*** EXCERPT TO READ ***

Justices Hutchinson and Schostok concurred in the judgment.
ORDER ¶1 Held: The trial court’s finding that respondent was unfit is not against the manifest weight of the evidence. Affirmed.
¶2 Respondent, Jeremy R., appeals from the trial court’s order finding him unfit to parent his children, J.E.R., J.O.R., J.R., and E.R. For the following reasons, we affirm.
¶3 I. BACKGROUND ¶4 Respondent is father to J.E.R. (born July 8, 2019), J.O.R. (born February 25, 2018), J.R. (born April 18, 2017), and E.R. (born October 14, 2010). Their mother, Erica B., is not party to 2025 IL App (2d) 250272-U
this appeal, but has appealed in case No. 2-25-0278. On September 16, 2022, the minors came into care after a shelter care hearing that was prompted by a hospital visit concerning J.R., Jr. (born December 25, 2007), respondent’s eldest child, who is not a subject of this appeal. Thereafter, on March 24, 2023, the four minor children were adjudicated neglected based upon a lack of support, education, and care and for being in an environment injurious to their welfare. On April 21, 2023, a dispositional order was entered in which the Department of Children and Family Services (DCFS) was named as their guardian and custodian. Ultimately, on November 1, 2024, the State petitioned to terminate respondent’s parental rights, alleging that he was unfit based upon his failure to: (1) maintain a reasonable degree of interest, concern, or responsibility for the minors (750 ILCS 50/1(D)(b) (2022)); (2) protect the minors from the conditions within their environment injurious to their welfare (id. § 1(D)(g)); (3) make reasonable efforts to correct the conditions that were the basis for the minors’ removal for a nine-month period between September 8, 2023, and October 11, 2024 (id. § 1(D)(m)(i)); and (4) make reasonable progress toward the minors’ return to his care between September 8, 2023, and October 11, 2024. (id. § 1(D)(m)(ii)). On appeal, respondent challenges only the court’s findings of unfitness.

*** SUPPLIED DATA ***

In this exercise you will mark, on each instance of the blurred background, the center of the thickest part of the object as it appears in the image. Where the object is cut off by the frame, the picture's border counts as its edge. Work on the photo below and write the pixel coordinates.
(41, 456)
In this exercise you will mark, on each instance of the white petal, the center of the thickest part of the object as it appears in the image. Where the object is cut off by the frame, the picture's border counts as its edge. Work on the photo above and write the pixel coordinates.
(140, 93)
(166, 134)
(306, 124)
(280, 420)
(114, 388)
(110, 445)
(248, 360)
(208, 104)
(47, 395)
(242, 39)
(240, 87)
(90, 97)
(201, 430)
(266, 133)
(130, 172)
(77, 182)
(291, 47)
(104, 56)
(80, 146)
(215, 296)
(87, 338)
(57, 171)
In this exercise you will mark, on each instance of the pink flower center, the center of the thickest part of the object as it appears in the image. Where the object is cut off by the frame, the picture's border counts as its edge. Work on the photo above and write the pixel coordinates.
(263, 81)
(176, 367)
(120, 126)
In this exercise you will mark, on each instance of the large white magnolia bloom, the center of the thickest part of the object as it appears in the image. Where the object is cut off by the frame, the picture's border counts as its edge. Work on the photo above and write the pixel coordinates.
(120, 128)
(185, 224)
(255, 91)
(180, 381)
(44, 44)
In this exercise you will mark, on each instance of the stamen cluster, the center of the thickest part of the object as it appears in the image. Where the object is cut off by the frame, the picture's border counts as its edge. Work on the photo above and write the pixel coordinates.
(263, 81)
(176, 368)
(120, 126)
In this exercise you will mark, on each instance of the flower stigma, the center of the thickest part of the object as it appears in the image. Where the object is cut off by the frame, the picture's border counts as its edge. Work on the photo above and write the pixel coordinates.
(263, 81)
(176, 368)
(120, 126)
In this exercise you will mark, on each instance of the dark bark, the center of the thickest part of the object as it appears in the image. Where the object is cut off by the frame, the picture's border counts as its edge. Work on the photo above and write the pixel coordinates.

***

* _TASK GOAL_: Can you repeat, word for word, the part of the court order between "Justices Hutchinson and" and "reasons, we affirm.", inclusive?

* _SOLUTION TO THE EXERCISE_:
Justices Hutchinson and Schostok concurred in the judgment.
ORDER ¶1 Held: The trial court’s finding that respondent was unfit is not against the manifest weight of the evidence. Affirmed.
¶2 Respondent, Jeremy R., appeals from the trial court’s order finding him unfit to parent his children, J.E.R., J.O.R., J.R., and E.R. For the following reasons, we affirm.